2. Aus den unter 1. a) genannten Gründen ist allerdings von einer Beschaffenheitsvereinbarung bezüglich der publizierten Herstellerangaben auszugehen. Der Annahme einer entsprechenden verbindlichen Beschaffenheitsvereinbarung steht nicht der sowohl im Datenblatt Anlage K 6 als auch dem Dacia-Prospekt enthaltene Hinweis entgegen, wonach die angegebenen Werte allein Vergleichszwecken dienen und sich weder auf ein einzelnes konkretes Fahrzeug beziehen noch Bestandteil des Angebots sind. Mit einem derartigen Hinweis kann kein wirksamer Haftungsausschluss herbeigeführt werden, da nach der Regelung in § 434 Abs. 1 S. 3 BGB Eigenschaften, die nach den öffentlichen Äußerungen des Herstellers/Verkäufers erwartet werden können, gerade zur Beschaffenheit der Kaufsache gehören (LG Stuttgart, DAR 2009, 149, juris Rz. 29; Reinking/Eggert, a.a.O. Rn. 605 für Beschaffenheitsvereinbarungen).

(Gespeicherte Einträge)
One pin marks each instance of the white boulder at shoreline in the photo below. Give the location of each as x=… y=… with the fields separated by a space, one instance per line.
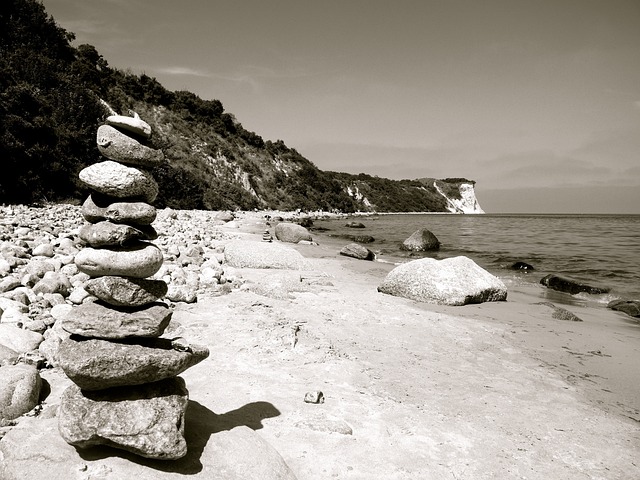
x=452 y=281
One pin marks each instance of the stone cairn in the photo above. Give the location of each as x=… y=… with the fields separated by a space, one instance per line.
x=126 y=391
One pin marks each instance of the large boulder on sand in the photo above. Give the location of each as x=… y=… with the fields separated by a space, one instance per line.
x=571 y=285
x=217 y=448
x=292 y=233
x=452 y=281
x=147 y=420
x=421 y=241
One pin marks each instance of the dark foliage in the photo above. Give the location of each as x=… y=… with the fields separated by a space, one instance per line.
x=53 y=97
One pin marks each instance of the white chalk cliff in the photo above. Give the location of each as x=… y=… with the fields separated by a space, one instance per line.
x=467 y=203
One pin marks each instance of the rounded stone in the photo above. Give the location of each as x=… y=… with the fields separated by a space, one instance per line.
x=117 y=146
x=421 y=241
x=133 y=124
x=126 y=291
x=95 y=209
x=107 y=234
x=139 y=261
x=117 y=180
x=19 y=390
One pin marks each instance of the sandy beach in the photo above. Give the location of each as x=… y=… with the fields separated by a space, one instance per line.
x=412 y=391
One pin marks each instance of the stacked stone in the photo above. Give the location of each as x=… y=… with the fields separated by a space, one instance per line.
x=126 y=391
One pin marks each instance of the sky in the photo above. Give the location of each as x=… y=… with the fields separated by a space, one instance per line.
x=537 y=101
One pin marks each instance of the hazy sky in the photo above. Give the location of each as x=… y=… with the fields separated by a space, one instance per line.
x=538 y=101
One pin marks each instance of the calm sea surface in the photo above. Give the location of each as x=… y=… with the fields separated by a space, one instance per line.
x=600 y=249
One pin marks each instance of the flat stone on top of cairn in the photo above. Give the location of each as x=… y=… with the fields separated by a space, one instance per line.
x=127 y=393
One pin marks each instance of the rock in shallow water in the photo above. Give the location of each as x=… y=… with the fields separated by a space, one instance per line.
x=452 y=281
x=98 y=321
x=571 y=285
x=147 y=420
x=421 y=241
x=358 y=251
x=95 y=364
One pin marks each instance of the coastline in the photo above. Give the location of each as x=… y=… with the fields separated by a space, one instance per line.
x=509 y=368
x=494 y=390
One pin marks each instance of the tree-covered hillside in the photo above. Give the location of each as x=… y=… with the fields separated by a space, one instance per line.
x=53 y=97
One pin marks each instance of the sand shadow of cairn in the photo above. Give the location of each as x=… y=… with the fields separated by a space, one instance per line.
x=200 y=424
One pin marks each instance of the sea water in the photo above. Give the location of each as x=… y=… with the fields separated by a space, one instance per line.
x=603 y=250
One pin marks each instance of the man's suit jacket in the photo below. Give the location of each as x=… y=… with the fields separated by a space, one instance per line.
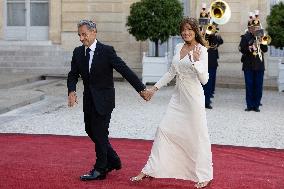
x=98 y=83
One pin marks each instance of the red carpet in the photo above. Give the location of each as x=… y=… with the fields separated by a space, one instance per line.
x=56 y=162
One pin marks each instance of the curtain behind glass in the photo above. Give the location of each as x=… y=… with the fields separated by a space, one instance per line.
x=16 y=13
x=39 y=13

Aufgabe A –
Zähle alle Aussagen auf, die laut den Ausführungen zur Beschaffenheitsvereinbarung der Hinweis zu den angegebenen Werten enthält.
Aufgabe B –
In welchen beiden Unterlagen steht nach den Ausführungen zur Beschaffenheitsvereinbarung der Hinweis zu den angegebenen Werten?
Aufgabe C –
Schreibe die Ausführungen zur Beschaffenheitsvereinbarung im Anschluss an ihren letzten Satz weiter.
Die Zeilen haben nichts mit den Ausführungen zur Beschaffenheitsvereinbarung zu tun.

Endgültige Antwort A –
- Die angegebenen Werte dienen allein Vergleichszwecken.
- Sie beziehen sich nicht auf ein einzelnes konkretes Fahrzeug.
- Sie sind nicht Bestandteil des Angebots.

Endgültige Antwort B –
Im Datenblatt Anlage K 6 und im Dacia-Prospekt.

Endgültige Antwort C –
Demnach ist eine Beschaffenheitsvereinbarung des Inhalts getroffen worden, dass das Fahrzeug den Prospektangaben entspricht, mithin die im Prospekt angegebenen Werte unter Testbedingungen reproduzierbar sind. Dass das Fahrzeug bei Gefahrübergang diese vereinbarte Beschaffenheit nicht hatte, hat die insoweit darlegungs- und beweispflichtige Klägerin jedoch nicht bewiesen. Ihre Behauptung, der Pkw habe bei Auslieferung am 6. Januar 2010 nach dem Messverfahren Richtlinie 80/1268/EWG in der seinerzeit geltenden Fassung folgende Kraftstoffverbrauchswerte nicht erfüllt: Innerorts 7,6 l/100 km, außerorts 4,9 l/100 km, kombiniert 5,9 l/100 km, hat der Sachverständige L… in seinem Gutachten vom 9. März 2012 nicht bestätigt. Der Sachverständige hat vielmehr eine Kraftstoffverbrauchsmessung auf einem Rollenprüfstand unter den für eine standardmäßige Kraftstoffverbrauchsmessung definierten Randbedingungen vorgenommen und dabei nachvollziehbar und widerspruchsfrei folgende Kraftstoffverbräuche ermittelt:
– innerorts 7,72/100 km
– außerorts 4,9 l/100 km
– kombiniert 5,93 l /100 km.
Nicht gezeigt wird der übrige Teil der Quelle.